Only cheap laptops have low vram. Here is an example of a high vram laptop.

https://www.dell.com/en-us/shop/dell-laptops/precision-7780-workstation/spd/precision-17-7780-laptop?_gl=1b76yi0_up*MQ..&gclid=CjwKCAjwuJ2xBhA3EiwAMVjkVIzkv4q7Qiyo_VlVuJrUZB-AmeQaXyY7BEE06hAzixxU2lg1QDWX_RoCjtkQAvD_BwE&gclsrc=aw.ds

[-]

Valuable_Option7843@reddit

That’s 16GB. You can spec a MacBook up to 128GB of VRAM. Anyway, I’m just clarifying why OP might be specifying Apple. Not fighting the holy war here. https://www.apple.com/macbook-pro/

[-]

EdinPrepper@reddit (OP)

Exactly. Apple silicone macs are actually very good for such applications. You could also buy a very beafed up gaming laptop. I bought mine because I used Linux for years so terminal in macos speaks to me, and it was actually amazing value for money for running AI models locally. I've already got llama3 running locally. Blazingly fast and very high quality model.

I grew up with PCs, love them to bits and have a massive alienware gaming rig desktop (which by the way my macbook which is portable can give a run for its money in these areas).

By all means get a beafy gaming PC running an nvidia rtx based gpu if you prefer.

[-]

GroundbreakingYam633@reddit

Well as a computer scientist myself: AI is overhyped and also you‘ll never find meaningful data to train models for this topic. Prepping is just too individual and scenario- and country-based.

Also pre-existing written material and video-tutorials reflecting facts and opinions is already enough source material for anybody to get going.

[-]

EdinPrepper@reddit (OP)

I've actually got a significant library I'm planning on using. Was actually seeking suggestions for anything excellent that had been missed.

I've trained models before and tested numerous applications myself narrow and less so.

[-]

Correct_Recover9243@reddit

How is that in any way as good, let alone better than having a catalog of searchable documents?

I personally love when LLMs don’t know the answer to something so they just start making shit up.

[-]

EdinPrepper@reddit (OP)

Because you can't go through such a vast collection of documents and find things that would ge relevant anything like that fast. LLMs do hallucinate and present things as fact confidently where they're not...but they're also powerful tools for brainstorming, thinking outside the box, or searching mind-blowing amounts of data quickly (retrieval augmented generation - look it up).

[-]

taipan821@reddit

It would essentially be region locked. I honestly feel you will be better of with a region specific reference library and a group of friends, rather than an AI which is dependent on you continuing to teach it.

[-]

EdinPrepper@reddit (OP)

Why would it be region locked? You can modularly fit your own local information into a library of information a RAG model can draw upon, but the actual prepping skills survival learning etc and many of the pdfs etc it could draw upon will be region independent.

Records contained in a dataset
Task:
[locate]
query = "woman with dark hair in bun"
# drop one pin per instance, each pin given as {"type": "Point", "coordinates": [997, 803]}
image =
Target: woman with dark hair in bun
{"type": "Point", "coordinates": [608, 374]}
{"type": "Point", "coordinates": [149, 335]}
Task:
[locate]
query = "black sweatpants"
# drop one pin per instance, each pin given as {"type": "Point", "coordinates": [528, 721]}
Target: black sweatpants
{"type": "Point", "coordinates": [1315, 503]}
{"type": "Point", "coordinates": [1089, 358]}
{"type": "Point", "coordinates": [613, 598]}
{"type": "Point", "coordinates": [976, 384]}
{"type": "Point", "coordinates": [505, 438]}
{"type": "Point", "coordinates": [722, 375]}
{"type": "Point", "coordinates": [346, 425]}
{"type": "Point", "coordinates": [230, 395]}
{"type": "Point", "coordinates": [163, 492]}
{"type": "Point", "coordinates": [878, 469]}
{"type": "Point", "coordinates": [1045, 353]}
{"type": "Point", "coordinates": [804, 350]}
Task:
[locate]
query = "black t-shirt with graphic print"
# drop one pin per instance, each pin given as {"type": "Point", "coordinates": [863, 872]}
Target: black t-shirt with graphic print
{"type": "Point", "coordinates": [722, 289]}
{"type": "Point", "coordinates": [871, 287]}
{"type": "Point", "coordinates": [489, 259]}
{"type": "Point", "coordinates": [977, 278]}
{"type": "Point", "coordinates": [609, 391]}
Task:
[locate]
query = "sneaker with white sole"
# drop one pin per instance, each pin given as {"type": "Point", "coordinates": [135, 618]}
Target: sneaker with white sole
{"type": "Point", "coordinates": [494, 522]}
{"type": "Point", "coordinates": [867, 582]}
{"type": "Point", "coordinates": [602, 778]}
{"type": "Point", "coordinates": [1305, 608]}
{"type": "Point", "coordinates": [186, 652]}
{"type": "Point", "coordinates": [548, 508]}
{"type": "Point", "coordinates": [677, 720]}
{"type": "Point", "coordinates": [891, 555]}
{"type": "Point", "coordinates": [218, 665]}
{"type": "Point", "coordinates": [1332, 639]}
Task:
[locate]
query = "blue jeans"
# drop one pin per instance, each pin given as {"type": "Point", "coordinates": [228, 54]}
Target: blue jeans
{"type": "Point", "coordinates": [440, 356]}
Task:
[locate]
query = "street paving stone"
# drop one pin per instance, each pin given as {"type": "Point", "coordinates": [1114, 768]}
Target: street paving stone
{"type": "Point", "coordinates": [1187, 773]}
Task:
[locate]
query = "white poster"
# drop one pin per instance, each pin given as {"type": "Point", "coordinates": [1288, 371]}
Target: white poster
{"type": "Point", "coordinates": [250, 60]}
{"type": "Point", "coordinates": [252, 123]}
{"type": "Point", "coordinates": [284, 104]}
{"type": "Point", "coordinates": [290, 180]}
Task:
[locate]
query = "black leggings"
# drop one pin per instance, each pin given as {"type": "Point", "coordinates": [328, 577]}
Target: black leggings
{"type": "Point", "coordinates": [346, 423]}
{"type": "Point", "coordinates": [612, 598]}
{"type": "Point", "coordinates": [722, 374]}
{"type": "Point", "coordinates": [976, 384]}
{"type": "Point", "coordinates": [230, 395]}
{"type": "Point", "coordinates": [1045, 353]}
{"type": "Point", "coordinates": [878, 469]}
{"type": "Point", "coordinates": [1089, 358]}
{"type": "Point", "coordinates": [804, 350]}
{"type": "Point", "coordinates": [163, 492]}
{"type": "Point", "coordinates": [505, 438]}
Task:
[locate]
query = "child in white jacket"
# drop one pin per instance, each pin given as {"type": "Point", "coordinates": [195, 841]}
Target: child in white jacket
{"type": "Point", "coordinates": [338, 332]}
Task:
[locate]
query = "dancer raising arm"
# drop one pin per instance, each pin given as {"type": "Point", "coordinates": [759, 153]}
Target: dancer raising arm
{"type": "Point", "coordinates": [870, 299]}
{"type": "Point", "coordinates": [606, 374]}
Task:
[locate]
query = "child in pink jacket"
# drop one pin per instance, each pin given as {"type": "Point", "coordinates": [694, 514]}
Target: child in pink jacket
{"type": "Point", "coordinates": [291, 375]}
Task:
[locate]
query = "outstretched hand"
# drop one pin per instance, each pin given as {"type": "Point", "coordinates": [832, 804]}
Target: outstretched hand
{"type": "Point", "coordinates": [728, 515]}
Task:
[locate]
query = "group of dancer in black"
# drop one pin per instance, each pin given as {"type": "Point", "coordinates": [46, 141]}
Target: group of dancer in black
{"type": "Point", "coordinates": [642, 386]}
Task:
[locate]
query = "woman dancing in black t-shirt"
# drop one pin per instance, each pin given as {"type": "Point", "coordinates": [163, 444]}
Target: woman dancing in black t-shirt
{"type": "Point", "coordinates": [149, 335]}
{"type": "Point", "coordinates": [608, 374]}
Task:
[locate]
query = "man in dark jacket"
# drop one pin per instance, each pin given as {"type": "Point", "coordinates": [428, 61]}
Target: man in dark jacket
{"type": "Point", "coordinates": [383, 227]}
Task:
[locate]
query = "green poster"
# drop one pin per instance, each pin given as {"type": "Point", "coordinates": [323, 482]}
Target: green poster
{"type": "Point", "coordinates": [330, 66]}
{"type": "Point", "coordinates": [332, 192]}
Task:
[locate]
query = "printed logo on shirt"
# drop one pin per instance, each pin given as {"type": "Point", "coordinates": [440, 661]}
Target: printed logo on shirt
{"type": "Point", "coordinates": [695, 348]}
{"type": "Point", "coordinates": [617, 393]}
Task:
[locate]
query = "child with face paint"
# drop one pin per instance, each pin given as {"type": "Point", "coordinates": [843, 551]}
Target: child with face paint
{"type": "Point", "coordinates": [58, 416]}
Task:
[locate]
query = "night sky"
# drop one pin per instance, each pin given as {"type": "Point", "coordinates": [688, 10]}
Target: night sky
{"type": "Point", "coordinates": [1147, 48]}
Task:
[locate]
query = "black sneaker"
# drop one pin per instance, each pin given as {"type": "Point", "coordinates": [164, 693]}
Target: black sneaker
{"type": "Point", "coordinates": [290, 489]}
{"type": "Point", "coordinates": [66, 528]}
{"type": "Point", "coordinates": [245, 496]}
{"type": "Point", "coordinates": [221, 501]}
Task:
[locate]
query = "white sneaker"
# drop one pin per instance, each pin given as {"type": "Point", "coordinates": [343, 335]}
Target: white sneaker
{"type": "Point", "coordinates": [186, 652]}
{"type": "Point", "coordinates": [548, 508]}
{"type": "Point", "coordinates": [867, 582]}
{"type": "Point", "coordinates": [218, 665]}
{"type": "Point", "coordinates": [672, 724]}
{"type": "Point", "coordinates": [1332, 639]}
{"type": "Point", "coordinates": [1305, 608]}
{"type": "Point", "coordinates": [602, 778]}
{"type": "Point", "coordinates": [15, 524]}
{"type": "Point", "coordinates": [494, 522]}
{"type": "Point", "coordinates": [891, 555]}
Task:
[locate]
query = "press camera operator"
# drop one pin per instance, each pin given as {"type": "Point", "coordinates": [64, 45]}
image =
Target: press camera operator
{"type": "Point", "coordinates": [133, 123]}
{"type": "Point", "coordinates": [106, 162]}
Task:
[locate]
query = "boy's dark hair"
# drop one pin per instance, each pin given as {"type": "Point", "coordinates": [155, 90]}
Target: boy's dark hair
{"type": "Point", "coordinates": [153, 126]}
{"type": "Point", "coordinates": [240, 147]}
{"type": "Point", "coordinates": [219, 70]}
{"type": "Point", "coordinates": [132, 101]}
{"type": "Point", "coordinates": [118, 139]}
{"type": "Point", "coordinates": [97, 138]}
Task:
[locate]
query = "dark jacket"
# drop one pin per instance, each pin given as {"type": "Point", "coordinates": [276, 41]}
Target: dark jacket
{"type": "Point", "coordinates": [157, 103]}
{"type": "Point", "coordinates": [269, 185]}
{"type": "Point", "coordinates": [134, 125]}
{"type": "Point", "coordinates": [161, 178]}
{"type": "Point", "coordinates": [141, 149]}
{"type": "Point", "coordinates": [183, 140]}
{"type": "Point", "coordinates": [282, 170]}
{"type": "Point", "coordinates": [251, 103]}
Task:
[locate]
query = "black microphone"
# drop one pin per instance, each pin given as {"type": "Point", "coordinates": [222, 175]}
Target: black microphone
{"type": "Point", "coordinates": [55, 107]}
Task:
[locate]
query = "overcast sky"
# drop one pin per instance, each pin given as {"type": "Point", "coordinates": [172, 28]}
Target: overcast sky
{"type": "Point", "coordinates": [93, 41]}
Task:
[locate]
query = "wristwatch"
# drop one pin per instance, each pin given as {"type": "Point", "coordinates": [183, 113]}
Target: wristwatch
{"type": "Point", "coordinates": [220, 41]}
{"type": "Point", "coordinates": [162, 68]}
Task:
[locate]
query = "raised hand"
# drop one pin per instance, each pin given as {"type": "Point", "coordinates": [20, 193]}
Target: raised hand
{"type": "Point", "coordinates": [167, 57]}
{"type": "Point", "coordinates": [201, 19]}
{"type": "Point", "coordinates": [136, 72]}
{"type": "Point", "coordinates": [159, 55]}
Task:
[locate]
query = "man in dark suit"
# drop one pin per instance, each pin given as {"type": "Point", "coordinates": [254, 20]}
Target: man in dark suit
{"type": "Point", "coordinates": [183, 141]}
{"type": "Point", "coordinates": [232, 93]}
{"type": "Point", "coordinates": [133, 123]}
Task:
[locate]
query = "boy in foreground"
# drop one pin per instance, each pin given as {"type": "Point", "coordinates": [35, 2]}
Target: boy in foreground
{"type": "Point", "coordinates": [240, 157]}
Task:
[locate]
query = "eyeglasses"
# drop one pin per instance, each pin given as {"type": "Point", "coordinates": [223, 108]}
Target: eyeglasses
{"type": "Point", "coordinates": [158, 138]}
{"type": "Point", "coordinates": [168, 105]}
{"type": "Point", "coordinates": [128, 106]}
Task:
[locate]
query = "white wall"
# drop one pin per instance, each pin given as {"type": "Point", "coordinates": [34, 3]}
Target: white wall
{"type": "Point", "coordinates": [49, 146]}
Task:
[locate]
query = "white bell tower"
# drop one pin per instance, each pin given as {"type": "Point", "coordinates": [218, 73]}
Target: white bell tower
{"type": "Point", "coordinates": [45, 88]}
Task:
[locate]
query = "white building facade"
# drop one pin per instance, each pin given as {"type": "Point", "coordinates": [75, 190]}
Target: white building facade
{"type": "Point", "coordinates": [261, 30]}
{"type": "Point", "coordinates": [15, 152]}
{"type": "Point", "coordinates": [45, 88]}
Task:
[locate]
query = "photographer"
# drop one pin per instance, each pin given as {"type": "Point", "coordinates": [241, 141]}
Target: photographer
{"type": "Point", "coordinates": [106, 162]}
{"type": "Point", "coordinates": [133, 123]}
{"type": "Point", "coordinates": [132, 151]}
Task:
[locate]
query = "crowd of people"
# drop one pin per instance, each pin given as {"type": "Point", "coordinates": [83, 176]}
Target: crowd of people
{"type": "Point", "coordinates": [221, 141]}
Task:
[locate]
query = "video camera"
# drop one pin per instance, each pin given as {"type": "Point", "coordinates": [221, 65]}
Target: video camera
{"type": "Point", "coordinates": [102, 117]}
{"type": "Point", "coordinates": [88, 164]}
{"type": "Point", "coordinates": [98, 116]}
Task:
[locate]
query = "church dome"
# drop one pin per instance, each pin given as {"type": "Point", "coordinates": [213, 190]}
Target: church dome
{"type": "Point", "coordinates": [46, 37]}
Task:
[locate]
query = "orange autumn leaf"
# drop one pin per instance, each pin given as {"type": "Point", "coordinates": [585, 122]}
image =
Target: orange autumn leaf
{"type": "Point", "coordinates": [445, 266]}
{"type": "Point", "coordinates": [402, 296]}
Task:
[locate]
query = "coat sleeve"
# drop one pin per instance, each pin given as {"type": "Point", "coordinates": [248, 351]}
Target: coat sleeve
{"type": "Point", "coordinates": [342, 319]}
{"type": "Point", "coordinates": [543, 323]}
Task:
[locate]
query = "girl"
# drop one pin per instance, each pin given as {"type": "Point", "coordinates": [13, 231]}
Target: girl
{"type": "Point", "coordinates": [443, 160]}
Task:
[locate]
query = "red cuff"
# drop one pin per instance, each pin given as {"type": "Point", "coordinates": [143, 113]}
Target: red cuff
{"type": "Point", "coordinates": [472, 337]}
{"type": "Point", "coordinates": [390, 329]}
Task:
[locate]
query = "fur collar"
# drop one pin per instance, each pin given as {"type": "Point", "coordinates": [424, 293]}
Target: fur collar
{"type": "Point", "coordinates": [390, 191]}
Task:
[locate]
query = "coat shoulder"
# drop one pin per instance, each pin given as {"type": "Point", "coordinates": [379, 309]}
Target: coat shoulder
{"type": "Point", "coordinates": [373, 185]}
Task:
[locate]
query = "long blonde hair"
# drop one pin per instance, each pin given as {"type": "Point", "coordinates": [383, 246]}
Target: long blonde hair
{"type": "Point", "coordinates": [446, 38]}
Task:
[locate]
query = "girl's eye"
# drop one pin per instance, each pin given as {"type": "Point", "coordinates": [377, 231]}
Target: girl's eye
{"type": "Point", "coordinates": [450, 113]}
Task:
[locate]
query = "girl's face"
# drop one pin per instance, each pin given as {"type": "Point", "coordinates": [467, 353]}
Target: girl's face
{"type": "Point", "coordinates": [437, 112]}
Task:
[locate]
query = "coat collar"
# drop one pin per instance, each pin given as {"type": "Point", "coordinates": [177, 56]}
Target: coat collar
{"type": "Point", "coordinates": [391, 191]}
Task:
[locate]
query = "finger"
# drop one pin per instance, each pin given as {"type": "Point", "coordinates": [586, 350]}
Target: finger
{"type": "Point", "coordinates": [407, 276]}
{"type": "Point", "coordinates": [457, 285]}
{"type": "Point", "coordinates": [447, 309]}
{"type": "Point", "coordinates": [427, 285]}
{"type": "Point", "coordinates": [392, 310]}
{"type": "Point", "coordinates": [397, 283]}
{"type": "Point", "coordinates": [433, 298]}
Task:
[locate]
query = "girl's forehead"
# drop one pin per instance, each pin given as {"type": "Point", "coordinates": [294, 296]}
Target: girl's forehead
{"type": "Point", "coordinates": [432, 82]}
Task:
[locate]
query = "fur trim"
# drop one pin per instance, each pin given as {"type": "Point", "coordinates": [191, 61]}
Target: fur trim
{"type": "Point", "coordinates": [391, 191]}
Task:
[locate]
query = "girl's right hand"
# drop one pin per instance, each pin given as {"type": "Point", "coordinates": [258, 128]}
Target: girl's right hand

◆ **What you will do**:
1) According to the forum thread, which model does the original poster already have running locally?
2) Copy the forum thread word for word from "I've actually got" up to and including "of searchable documents?".

◆ **Numbered answers**:
1) Llama3

2)
I've actually got a significant library I'm planning on using. Was actually seeking suggestions for anything excellent that had been missed.

I've trained models before and tested numerous applications myself narrow and less so.

[-]

Correct_Recover9243@reddit

How is that in any way as good, let alone better than having a catalog of searchable documents?